#### [Short task]
Locate each line in the records below that contains the string "grass", and copy those lines.

#### [Data for the task]
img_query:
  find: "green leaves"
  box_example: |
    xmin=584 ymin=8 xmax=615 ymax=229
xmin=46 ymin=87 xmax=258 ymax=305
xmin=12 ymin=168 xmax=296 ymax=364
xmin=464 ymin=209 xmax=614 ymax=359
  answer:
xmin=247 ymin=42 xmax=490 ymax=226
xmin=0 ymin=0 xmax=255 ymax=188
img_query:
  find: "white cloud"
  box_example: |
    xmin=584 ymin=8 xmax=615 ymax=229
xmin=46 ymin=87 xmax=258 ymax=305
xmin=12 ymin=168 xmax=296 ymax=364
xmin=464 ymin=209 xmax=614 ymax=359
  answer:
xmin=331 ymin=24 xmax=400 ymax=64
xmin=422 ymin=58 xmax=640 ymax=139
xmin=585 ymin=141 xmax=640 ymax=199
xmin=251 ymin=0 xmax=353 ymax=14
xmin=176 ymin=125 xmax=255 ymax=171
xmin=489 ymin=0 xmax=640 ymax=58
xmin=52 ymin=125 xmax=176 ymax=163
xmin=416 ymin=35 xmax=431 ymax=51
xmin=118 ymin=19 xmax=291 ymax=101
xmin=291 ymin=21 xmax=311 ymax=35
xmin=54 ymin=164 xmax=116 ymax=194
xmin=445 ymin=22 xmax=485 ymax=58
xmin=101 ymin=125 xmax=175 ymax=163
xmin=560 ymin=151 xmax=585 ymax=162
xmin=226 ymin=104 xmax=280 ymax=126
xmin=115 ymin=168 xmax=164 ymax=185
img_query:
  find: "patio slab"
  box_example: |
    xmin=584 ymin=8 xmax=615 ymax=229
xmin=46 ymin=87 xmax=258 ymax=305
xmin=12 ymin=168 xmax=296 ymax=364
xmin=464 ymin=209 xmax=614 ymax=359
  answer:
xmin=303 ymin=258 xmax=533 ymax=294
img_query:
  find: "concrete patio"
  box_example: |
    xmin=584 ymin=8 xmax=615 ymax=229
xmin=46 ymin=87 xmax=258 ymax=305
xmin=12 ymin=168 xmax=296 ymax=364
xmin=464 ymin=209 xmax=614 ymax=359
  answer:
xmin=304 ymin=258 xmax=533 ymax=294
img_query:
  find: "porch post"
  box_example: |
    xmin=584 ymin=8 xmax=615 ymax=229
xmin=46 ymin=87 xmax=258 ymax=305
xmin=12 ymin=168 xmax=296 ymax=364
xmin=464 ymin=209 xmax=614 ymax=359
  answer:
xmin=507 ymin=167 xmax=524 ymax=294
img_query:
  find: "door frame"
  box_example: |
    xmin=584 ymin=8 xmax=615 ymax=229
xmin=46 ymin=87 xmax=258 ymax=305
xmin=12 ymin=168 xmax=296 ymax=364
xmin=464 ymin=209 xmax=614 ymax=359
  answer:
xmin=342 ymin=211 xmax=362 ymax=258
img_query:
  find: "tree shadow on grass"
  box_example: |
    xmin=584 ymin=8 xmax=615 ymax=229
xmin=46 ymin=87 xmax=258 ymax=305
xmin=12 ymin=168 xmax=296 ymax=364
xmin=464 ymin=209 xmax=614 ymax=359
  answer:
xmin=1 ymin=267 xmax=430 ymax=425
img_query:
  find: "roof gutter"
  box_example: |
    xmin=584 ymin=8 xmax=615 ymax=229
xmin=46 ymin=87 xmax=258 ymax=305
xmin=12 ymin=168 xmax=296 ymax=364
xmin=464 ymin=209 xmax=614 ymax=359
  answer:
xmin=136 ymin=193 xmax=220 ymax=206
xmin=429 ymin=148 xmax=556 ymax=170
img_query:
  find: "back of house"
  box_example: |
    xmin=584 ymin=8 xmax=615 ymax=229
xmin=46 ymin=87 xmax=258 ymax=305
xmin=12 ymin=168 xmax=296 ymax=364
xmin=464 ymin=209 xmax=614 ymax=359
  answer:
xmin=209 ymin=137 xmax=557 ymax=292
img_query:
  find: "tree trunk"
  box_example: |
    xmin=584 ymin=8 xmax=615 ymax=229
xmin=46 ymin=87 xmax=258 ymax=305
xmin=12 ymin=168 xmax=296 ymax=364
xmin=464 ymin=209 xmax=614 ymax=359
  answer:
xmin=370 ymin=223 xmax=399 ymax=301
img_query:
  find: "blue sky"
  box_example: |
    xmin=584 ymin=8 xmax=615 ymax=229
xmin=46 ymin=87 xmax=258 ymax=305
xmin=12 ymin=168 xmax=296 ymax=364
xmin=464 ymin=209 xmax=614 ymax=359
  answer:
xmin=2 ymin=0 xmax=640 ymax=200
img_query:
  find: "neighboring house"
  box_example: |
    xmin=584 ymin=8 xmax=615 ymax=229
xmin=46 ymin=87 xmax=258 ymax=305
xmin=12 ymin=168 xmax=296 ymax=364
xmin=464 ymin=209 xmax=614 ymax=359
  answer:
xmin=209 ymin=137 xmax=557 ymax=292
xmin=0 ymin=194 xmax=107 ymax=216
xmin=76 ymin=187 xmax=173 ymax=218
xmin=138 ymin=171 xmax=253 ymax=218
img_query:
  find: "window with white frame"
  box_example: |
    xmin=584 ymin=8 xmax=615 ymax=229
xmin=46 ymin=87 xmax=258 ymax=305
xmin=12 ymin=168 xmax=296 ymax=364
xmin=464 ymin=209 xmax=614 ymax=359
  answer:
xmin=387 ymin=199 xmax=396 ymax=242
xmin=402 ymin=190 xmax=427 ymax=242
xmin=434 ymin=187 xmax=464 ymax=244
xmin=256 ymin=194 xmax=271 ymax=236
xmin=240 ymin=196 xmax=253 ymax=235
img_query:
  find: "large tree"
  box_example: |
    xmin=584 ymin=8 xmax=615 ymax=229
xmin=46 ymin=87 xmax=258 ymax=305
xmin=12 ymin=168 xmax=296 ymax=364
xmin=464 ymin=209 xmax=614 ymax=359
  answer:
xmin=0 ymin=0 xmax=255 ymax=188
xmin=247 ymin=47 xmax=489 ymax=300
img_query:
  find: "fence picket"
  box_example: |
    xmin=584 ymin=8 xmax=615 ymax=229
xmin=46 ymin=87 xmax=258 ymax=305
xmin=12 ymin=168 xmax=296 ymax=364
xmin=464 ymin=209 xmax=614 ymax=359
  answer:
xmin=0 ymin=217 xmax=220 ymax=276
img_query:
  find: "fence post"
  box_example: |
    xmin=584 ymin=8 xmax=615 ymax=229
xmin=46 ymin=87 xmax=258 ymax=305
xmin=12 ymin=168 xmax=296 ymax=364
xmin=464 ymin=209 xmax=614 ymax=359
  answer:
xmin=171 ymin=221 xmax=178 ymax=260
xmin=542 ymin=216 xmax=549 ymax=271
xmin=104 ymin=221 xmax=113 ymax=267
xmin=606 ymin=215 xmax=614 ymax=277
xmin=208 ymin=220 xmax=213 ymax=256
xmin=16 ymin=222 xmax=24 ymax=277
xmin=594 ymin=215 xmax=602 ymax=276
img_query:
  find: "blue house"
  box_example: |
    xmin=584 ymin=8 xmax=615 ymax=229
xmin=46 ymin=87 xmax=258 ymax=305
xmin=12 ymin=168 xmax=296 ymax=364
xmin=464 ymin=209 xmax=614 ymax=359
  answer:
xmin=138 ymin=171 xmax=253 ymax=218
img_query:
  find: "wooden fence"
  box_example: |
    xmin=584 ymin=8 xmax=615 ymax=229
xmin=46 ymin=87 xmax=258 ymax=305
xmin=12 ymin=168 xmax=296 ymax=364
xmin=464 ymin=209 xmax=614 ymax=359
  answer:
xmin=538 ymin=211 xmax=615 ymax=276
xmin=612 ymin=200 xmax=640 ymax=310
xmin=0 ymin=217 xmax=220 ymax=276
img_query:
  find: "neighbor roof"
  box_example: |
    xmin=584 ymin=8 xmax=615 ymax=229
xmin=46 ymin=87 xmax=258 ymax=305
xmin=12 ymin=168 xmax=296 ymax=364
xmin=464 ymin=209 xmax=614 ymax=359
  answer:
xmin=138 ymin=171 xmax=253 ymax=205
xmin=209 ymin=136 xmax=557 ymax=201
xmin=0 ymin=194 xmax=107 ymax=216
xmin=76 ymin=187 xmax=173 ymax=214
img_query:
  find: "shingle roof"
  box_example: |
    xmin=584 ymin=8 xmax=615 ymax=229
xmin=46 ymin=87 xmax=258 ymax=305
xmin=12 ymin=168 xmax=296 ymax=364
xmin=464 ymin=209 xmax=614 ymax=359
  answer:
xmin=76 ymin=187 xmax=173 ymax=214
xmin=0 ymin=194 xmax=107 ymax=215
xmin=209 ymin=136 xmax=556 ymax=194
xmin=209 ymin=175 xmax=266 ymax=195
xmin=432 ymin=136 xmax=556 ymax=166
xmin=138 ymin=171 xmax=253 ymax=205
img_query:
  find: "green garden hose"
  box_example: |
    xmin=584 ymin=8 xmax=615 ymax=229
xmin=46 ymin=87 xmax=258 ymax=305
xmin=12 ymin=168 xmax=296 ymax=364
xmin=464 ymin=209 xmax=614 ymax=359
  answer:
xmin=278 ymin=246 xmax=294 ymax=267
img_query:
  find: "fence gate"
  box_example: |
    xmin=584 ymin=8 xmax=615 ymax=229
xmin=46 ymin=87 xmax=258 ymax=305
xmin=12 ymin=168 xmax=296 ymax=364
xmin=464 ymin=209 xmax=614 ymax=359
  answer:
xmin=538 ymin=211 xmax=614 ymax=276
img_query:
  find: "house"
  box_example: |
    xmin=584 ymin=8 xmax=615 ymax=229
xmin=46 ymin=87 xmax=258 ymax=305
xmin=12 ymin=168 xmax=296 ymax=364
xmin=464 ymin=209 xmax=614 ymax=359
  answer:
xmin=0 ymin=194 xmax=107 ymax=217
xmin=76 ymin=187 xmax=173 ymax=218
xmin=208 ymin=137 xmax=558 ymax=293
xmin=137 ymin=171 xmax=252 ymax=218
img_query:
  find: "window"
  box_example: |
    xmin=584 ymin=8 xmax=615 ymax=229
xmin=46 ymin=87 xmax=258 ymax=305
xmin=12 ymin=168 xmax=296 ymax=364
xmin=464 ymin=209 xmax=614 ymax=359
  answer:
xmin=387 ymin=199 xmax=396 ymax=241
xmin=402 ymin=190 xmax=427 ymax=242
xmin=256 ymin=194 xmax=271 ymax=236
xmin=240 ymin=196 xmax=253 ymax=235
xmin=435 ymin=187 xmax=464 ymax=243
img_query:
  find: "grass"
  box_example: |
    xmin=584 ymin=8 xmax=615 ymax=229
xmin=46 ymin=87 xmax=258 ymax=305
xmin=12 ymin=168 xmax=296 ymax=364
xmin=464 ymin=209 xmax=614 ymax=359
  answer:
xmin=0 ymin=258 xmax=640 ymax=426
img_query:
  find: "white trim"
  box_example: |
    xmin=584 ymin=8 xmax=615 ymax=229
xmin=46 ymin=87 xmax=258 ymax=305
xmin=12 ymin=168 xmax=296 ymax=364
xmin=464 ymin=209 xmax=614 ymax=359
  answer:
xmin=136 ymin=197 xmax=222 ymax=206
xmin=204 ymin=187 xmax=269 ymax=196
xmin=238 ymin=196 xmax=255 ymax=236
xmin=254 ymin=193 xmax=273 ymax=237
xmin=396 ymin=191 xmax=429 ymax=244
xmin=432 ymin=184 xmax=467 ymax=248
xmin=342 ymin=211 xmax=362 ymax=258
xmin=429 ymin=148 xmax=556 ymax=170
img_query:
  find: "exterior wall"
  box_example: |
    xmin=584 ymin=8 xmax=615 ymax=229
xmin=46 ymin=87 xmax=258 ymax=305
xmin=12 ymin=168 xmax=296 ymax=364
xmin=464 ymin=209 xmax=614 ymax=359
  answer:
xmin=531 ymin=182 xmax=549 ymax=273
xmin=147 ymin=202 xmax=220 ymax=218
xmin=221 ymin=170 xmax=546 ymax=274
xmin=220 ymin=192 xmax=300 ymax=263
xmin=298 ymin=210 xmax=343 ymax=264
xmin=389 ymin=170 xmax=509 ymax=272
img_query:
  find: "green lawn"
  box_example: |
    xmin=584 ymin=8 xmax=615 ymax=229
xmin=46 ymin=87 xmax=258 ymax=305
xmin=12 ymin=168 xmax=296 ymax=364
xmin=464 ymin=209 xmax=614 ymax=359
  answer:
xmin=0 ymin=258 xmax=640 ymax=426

#### [Answer for this exercise]
  find: "tree shadow on grass"
  find: "grass"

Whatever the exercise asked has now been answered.